## Aim of the task:
The reply should hold only the lines below from the one with "Please pin the pig's left" to the end, each copied exactly.

═════ Material to process ═════

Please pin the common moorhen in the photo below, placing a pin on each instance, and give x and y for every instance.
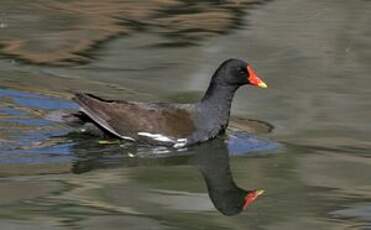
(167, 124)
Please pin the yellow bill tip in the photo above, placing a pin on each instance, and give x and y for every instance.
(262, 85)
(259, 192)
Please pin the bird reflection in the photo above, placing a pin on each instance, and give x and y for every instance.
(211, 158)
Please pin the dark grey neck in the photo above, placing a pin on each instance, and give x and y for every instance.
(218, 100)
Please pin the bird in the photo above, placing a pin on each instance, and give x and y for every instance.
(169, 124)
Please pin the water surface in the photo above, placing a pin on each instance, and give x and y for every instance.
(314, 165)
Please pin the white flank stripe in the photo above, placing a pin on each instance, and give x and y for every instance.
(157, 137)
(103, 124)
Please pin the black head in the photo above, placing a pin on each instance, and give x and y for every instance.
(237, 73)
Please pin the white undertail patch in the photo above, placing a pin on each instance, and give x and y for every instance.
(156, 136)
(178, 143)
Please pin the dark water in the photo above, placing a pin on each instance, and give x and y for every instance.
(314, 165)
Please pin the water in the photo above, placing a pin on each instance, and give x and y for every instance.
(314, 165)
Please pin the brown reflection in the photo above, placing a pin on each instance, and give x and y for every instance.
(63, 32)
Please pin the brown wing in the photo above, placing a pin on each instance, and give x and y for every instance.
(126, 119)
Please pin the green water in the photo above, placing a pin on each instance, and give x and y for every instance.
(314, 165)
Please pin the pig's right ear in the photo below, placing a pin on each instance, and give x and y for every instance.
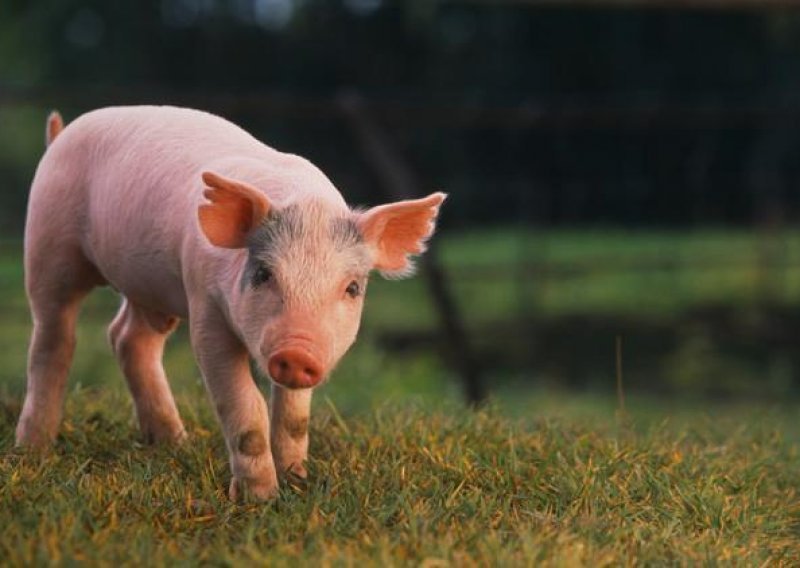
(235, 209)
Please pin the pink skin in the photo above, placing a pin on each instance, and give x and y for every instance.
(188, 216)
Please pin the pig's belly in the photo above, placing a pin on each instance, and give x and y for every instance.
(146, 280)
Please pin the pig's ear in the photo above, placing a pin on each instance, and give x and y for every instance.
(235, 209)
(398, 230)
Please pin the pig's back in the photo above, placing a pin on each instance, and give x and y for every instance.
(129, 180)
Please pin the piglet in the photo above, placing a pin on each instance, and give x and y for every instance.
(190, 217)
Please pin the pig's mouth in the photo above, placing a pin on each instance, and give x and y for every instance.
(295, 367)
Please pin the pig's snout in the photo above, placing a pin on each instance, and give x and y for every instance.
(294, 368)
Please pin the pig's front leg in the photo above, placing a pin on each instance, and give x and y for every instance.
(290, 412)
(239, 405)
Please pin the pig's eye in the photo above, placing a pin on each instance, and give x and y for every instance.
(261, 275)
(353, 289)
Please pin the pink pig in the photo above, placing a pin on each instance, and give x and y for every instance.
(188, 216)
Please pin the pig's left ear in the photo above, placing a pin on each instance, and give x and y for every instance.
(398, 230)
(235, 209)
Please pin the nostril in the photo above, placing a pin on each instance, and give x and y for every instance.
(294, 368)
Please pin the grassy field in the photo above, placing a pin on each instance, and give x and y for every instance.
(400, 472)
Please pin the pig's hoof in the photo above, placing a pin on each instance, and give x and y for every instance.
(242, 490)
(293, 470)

═════

## Result for this task:
Please pin the pig's left ear in the photo above, placing a pin on each instance, and give x and y for every instance.
(398, 230)
(235, 209)
Please pin the nostril in the photo above, placing a pin on each instance, and give x and y for every instance.
(294, 368)
Please pin the grassy field in the photo above, placing a pin on each instance, and give x and y for every instance.
(400, 472)
Please pin the pig's hoof in the photo above, placing a pin on each instance, and give x and y for every instance.
(242, 490)
(293, 470)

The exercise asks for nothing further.